> Supplied material
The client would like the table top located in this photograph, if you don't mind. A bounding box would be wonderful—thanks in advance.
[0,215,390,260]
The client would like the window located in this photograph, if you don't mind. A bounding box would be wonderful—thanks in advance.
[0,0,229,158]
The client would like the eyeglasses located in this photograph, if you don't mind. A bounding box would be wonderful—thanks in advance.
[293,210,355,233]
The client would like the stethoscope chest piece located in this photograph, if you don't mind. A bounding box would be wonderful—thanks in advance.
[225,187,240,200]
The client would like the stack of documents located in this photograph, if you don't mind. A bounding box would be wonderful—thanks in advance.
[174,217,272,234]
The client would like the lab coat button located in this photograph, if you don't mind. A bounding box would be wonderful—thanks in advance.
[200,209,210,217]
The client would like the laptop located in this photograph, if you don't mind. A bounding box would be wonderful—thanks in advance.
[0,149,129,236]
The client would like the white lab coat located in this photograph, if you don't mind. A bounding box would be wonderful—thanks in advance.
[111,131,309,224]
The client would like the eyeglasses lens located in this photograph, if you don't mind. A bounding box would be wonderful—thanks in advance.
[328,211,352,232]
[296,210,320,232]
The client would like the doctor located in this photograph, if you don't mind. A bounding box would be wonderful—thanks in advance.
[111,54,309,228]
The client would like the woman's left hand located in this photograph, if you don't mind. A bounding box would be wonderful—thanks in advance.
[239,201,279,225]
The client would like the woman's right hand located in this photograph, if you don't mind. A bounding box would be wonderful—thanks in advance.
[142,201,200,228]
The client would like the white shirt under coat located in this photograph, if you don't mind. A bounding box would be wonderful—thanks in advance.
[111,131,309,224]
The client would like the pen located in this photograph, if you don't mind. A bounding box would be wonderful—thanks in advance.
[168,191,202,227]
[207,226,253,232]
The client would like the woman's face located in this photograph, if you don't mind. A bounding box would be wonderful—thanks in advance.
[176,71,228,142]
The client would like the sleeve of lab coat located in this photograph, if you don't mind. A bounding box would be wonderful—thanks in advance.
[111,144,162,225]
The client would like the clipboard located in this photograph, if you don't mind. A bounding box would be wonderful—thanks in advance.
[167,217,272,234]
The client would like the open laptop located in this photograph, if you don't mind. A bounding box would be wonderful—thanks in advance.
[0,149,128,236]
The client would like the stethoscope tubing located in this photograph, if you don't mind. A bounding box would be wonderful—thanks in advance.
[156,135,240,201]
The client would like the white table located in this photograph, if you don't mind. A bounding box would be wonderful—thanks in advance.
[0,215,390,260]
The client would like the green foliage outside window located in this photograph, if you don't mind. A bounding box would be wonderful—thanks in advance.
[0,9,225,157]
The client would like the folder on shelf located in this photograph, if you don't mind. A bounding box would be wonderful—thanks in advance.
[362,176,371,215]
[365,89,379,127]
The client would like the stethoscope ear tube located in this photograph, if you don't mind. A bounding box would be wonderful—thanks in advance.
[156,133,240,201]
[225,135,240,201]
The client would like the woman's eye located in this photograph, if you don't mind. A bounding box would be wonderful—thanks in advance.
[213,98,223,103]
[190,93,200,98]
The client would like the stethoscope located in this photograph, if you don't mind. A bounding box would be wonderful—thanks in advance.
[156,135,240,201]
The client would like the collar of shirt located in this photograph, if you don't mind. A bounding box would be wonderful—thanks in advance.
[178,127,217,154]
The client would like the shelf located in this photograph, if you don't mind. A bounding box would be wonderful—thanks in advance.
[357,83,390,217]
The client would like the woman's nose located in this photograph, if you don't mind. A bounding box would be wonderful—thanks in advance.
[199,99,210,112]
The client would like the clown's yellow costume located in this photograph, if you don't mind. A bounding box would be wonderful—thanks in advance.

> Job
Return the records verbatim from the first line down to and including the line that contains "[239,201,279,225]".

> Task result
The client would like the table top located in this photograph, if you don't mind. A bounding box would be wonderful—thanks in advance.
[0,215,390,260]
The client would like the window located in this photograph, if you don't mind. A bounding box would be wonderful—thanks in advance.
[0,0,229,158]
The client would like the eyeglasses located in this photograph, if you don't mind. A bounding box would be wonderful—thanks in advance.
[293,210,355,233]
The client would like the stethoscope chest piece located in this photograph, if you don't mind. A bounding box would be wonderful—thanks in advance.
[225,187,240,200]
The client would like the stack of documents located in this photograph, if you don't mind. A bounding box would be wonderful—thanks in advance.
[174,217,272,234]
The client would like the lab coat button located in this photograph, if you don't mind. A bounding box would be wonderful—thanks in advance.
[200,209,210,217]
The client would like the laptop located in this photograph, if you don't mind. A bounding box would be wonderful—thanks in advance.
[0,149,129,236]
The client would like the white lab coat located in this photograph, if you don't mind. A bounding box would be wonderful—thanks in advance.
[111,131,309,224]
The client would like the eyeglasses lens located in this photograph, if you don't mind. A bounding box would be wonderful—thanks in advance.
[328,211,352,232]
[296,210,320,232]
The client would like the doctor located in this photograph, if you don't mind. A bounding box would be wonderful—thanks in advance.
[111,54,309,228]
The client would like the woman's left hand located in this photograph, if you don't mind. A bounding box would be wonderful—thanks in advance.
[239,201,279,225]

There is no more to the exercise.